___ Extracted entries ___
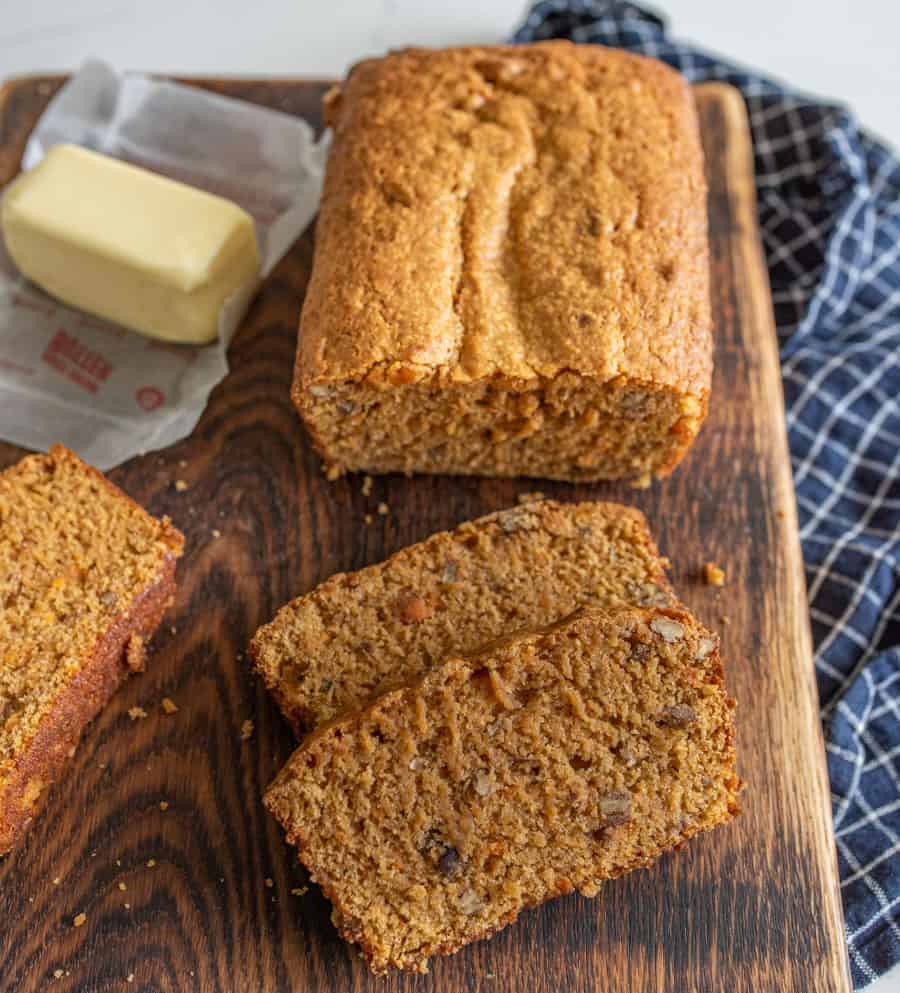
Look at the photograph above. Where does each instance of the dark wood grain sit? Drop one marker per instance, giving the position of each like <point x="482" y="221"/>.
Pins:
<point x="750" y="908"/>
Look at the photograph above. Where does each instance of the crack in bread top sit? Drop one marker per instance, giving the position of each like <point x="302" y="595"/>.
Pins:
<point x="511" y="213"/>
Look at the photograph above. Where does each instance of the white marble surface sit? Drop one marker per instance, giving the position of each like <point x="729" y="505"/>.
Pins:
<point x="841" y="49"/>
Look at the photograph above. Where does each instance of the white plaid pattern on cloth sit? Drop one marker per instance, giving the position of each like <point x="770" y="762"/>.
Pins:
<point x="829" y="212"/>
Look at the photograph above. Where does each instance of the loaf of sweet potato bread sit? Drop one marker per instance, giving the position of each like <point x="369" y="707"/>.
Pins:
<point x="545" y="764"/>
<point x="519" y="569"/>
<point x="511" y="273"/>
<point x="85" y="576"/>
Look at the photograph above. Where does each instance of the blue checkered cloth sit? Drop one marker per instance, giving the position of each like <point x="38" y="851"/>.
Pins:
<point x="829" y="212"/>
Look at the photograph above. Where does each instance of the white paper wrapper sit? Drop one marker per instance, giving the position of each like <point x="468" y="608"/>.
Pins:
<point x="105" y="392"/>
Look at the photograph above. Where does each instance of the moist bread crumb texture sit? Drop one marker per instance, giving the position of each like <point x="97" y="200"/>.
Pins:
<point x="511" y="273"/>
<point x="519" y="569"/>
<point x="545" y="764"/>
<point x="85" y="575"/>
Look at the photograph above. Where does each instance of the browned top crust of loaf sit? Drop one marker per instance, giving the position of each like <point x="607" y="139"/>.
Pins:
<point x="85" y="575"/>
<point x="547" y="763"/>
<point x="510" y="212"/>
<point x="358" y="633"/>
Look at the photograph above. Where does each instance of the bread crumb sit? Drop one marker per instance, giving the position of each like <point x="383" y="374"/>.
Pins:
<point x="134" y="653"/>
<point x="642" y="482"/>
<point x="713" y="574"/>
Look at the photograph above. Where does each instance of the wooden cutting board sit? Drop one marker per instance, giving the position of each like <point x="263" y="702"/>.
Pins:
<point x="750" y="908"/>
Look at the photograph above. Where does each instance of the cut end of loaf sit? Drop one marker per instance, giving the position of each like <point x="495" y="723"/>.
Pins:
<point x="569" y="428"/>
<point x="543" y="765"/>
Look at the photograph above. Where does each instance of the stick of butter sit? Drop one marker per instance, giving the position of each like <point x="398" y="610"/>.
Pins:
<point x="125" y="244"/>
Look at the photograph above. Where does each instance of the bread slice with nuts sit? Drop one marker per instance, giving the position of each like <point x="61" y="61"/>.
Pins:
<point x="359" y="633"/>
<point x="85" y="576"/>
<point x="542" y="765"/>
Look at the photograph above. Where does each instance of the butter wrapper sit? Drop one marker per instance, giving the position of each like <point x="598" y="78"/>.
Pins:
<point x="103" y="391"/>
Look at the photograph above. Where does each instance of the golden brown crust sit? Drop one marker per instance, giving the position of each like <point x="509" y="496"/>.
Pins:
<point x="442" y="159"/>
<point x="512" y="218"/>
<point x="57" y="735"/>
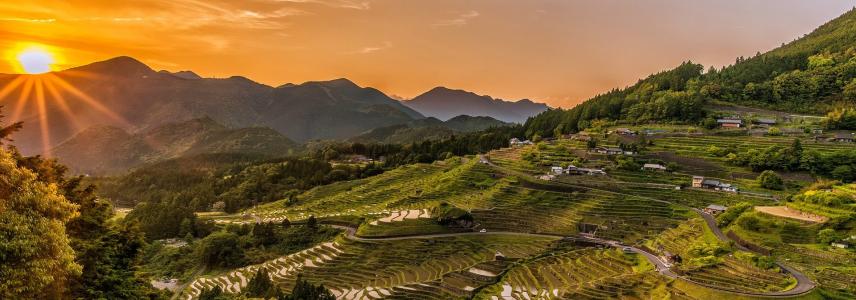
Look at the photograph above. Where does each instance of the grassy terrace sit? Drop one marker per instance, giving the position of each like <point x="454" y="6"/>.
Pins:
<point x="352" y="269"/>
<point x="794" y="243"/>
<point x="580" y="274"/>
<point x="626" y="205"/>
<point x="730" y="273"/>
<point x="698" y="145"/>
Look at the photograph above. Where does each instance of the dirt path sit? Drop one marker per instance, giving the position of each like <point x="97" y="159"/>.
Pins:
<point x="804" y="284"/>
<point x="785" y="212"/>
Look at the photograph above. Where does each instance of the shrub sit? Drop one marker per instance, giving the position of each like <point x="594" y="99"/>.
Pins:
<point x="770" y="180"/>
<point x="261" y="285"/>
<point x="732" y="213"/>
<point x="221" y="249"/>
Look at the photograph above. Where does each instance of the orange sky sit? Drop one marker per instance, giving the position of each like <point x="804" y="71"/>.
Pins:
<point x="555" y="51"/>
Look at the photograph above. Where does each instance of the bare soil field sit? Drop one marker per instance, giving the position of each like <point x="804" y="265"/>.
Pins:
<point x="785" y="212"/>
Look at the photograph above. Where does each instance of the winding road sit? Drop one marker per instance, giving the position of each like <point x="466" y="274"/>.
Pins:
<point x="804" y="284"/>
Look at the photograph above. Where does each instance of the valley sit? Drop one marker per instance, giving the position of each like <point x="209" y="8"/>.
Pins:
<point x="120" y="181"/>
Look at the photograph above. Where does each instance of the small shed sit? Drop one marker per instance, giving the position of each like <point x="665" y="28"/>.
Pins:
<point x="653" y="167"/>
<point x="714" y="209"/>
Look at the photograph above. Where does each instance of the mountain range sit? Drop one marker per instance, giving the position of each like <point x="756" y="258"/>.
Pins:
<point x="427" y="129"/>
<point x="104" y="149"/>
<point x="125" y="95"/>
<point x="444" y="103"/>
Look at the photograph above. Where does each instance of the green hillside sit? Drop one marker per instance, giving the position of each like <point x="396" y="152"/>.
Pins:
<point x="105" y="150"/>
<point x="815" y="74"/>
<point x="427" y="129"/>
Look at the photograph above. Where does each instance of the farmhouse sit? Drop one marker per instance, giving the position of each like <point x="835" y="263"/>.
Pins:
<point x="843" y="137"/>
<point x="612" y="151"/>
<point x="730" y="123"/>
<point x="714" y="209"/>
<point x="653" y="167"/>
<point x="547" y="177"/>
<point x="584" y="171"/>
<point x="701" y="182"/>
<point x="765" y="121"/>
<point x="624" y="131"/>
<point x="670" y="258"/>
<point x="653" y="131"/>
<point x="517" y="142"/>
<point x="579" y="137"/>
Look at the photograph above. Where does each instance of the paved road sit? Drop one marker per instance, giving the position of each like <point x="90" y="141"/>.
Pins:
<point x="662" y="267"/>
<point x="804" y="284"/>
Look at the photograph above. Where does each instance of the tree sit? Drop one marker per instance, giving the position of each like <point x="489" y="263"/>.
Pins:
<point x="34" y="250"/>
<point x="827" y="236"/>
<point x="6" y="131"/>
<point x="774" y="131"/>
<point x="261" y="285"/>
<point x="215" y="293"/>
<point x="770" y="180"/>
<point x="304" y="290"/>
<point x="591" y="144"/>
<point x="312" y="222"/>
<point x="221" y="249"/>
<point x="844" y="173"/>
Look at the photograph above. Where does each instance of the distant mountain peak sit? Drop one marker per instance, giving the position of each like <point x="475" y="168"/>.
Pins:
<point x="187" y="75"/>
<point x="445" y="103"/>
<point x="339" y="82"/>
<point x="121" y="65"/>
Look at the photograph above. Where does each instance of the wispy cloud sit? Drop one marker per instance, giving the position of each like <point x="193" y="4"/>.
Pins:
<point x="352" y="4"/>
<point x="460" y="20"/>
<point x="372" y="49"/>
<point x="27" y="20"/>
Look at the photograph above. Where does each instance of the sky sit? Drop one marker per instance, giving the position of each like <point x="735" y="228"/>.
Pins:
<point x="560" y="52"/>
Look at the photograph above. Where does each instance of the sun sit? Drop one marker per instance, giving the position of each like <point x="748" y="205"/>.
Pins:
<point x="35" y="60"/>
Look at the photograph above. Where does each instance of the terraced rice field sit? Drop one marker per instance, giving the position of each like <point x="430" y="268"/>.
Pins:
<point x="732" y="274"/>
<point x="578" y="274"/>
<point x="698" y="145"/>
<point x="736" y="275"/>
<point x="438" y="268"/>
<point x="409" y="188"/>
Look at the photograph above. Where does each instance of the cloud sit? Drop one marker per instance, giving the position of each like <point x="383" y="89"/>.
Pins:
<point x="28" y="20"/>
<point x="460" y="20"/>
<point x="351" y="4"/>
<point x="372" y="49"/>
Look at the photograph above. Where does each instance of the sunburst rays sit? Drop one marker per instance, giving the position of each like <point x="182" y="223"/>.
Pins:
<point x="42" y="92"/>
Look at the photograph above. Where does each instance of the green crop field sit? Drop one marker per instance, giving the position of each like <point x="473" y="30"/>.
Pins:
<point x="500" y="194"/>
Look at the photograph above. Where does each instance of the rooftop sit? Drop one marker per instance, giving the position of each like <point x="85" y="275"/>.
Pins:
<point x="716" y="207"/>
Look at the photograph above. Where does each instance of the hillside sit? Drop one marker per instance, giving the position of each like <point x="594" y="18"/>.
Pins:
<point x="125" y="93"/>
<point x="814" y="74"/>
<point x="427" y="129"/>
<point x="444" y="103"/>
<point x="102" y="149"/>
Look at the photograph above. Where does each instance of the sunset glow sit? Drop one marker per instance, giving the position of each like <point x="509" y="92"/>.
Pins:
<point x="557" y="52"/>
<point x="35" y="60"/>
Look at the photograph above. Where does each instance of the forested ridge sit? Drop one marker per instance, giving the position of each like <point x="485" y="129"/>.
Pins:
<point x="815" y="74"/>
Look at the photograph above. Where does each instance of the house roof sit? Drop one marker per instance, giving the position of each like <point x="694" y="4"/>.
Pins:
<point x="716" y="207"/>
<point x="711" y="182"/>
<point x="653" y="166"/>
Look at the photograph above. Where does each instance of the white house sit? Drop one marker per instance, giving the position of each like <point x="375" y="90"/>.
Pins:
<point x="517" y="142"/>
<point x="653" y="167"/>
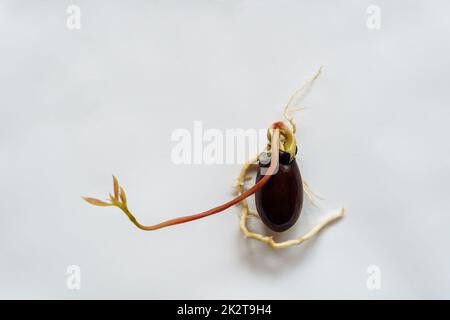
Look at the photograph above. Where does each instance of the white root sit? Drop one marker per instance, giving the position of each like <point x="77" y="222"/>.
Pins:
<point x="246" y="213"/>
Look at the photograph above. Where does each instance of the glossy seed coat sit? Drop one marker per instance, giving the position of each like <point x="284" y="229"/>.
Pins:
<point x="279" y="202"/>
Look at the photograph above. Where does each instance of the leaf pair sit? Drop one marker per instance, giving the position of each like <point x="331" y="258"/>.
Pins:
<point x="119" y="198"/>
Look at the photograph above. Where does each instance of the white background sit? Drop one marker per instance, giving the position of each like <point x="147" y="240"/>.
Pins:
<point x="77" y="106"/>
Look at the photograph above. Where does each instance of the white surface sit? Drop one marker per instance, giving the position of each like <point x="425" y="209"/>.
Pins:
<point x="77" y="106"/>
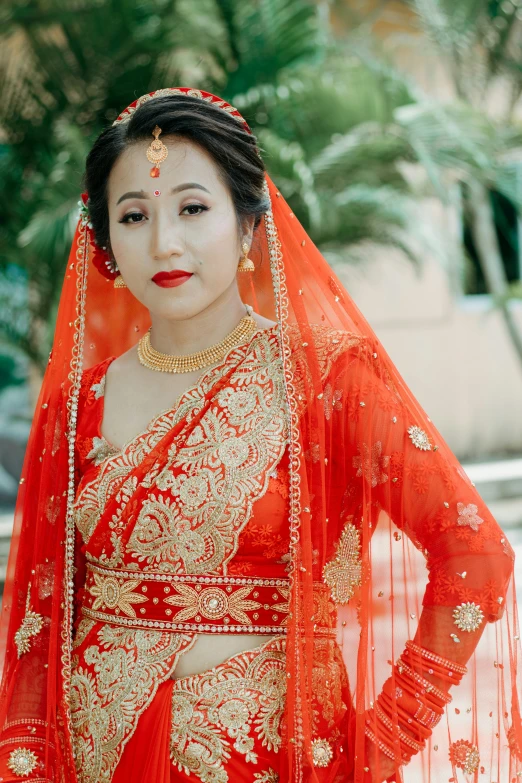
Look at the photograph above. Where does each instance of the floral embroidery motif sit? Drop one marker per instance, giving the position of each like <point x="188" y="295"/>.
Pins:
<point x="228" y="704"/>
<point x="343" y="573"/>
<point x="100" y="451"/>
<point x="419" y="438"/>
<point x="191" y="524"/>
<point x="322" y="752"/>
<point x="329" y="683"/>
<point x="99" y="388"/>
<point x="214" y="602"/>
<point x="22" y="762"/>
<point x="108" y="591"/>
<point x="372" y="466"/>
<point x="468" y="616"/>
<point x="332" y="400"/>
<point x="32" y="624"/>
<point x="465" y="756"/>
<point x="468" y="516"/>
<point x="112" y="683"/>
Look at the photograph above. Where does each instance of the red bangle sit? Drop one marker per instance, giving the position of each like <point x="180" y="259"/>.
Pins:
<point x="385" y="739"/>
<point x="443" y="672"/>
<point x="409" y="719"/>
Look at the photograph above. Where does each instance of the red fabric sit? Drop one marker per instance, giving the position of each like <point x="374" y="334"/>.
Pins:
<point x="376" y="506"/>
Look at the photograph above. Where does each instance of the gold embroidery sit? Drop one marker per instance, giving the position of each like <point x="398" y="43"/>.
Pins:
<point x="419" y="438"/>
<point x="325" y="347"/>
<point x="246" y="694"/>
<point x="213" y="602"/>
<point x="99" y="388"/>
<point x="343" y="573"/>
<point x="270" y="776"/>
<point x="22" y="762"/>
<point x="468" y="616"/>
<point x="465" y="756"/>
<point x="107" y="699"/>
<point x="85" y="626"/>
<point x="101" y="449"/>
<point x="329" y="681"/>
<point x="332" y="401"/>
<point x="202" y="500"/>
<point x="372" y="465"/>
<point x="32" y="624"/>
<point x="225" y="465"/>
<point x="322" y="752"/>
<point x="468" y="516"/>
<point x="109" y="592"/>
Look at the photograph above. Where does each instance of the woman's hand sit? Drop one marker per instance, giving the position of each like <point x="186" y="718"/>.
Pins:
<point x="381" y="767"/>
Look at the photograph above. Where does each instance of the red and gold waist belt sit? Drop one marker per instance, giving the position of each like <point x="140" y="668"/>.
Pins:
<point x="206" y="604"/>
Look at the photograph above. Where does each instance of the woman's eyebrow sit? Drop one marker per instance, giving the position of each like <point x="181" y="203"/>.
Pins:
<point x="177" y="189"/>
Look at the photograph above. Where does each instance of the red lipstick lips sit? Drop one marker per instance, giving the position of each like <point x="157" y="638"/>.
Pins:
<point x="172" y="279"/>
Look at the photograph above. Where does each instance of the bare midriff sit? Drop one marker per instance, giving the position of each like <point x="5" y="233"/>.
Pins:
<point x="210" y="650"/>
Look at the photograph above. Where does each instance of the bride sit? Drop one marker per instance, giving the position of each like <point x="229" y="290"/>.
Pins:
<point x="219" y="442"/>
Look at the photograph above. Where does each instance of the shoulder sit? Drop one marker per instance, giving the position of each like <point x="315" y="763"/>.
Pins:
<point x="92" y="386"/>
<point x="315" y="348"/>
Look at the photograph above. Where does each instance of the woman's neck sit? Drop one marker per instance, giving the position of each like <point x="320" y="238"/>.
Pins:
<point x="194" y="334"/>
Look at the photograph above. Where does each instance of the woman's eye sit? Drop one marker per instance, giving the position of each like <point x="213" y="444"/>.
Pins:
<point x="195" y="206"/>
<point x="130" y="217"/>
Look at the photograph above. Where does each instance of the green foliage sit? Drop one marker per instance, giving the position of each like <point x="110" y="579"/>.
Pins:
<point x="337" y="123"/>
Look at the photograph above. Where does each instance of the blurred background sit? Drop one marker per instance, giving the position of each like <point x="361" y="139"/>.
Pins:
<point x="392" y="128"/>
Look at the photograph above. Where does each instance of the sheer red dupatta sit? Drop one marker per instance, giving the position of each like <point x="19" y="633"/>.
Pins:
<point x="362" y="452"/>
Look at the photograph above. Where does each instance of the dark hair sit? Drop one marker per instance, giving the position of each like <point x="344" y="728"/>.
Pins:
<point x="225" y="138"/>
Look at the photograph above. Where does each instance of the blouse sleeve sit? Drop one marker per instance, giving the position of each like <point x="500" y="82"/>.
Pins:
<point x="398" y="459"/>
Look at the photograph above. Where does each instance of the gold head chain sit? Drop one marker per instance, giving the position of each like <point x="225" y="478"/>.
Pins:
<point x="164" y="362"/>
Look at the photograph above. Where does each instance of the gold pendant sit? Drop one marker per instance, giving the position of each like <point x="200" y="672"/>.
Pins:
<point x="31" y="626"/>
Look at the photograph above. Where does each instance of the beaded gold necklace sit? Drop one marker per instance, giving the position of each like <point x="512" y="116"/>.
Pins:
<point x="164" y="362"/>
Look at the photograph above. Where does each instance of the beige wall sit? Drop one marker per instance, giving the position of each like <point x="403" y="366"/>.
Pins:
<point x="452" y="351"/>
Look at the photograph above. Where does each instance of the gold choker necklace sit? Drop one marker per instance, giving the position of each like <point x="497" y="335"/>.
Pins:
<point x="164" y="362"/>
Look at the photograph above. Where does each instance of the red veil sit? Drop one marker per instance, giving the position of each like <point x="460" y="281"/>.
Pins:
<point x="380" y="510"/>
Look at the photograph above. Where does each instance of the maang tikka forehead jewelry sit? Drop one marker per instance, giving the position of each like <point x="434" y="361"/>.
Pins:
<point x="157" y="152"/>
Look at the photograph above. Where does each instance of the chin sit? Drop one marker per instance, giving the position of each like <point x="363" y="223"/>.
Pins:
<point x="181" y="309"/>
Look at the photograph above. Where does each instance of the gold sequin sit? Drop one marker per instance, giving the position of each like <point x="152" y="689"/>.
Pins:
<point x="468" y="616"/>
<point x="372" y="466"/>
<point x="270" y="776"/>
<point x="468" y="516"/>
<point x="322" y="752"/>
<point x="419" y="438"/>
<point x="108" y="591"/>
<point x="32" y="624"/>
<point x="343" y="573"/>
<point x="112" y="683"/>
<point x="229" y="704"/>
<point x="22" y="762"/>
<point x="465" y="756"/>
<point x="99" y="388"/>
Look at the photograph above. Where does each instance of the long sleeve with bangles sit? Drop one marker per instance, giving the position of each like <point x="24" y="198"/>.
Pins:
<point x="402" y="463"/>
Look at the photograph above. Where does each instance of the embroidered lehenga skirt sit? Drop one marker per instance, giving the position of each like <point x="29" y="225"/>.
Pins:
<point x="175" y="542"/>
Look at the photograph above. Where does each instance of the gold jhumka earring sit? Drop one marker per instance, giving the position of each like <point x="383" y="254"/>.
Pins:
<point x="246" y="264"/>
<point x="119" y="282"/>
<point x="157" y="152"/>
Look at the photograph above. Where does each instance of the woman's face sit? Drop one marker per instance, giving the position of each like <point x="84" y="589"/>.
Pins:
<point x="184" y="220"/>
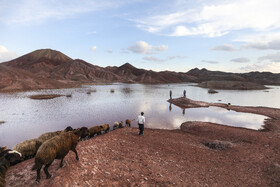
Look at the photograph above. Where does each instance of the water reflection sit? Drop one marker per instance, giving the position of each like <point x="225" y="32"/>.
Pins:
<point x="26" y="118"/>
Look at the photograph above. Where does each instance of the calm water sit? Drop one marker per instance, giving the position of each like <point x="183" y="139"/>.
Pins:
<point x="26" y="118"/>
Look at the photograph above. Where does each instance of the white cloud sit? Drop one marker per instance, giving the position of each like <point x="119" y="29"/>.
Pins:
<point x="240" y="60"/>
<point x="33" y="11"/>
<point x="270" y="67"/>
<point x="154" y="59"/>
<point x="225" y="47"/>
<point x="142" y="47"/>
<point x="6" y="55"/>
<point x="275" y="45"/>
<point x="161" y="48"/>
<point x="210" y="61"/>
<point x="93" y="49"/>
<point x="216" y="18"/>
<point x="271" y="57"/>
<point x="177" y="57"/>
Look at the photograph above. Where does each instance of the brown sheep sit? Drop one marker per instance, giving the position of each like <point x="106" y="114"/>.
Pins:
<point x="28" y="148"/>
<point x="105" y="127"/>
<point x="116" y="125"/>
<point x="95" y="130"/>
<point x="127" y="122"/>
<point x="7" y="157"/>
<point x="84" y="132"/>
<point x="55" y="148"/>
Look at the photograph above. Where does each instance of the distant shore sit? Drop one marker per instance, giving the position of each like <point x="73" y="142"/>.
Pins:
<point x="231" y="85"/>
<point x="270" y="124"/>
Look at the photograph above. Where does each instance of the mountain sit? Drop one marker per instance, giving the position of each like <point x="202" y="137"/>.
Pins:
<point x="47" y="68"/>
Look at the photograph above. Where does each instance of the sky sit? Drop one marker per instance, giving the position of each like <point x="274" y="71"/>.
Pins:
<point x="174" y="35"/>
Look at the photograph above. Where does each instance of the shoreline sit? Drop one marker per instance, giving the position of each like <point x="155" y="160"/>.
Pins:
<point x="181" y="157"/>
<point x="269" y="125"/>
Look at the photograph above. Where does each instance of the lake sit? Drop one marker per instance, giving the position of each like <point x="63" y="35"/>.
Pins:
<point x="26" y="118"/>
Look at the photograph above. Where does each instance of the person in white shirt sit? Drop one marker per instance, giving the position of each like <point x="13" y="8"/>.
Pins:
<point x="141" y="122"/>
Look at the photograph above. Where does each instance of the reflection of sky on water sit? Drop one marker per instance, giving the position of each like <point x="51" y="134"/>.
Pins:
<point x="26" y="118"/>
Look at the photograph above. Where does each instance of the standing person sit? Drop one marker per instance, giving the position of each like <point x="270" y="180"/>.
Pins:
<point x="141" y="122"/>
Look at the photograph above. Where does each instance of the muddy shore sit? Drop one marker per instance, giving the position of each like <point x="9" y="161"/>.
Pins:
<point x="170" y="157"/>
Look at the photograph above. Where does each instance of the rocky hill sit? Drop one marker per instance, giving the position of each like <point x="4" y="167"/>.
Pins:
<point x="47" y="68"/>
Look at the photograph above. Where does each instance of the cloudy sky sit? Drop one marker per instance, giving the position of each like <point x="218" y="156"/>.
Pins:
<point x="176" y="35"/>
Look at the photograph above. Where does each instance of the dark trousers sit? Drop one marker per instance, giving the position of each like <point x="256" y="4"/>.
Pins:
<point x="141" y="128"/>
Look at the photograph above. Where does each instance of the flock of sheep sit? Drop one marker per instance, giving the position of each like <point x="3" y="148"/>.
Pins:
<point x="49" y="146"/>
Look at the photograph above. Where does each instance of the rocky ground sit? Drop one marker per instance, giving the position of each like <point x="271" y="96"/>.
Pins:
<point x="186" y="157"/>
___
Exactly reproduce the lines beginning with the one that contains "the rocky hill" and ending with the last line of the material, both included. Leave out everything else.

Look at the photograph above. Where does each instance of the rocky hill sit? Drop one marker per instance, giving the position of each like <point x="4" y="167"/>.
Pins:
<point x="47" y="68"/>
Look at the photograph above. Where does each instance of the cloudy sky sit? Drop one marker per instance, giving the position of each like <point x="218" y="156"/>.
Pins:
<point x="176" y="35"/>
Look at the photograph above. Where does each instance of the dark trousers sit? Drop one marker per instance, giving the position of each like <point x="256" y="4"/>.
Pins:
<point x="141" y="128"/>
Look at the photograph above. Where does each instance of the flock of sheep sit? Drop one marker per instance, giving the position of each like <point x="3" y="148"/>.
Pins:
<point x="49" y="146"/>
Look at the photograph above. Where does each instance of the rocky ground sit? Drop one marker per instance, giving the position of each like <point x="271" y="96"/>.
Pins:
<point x="186" y="157"/>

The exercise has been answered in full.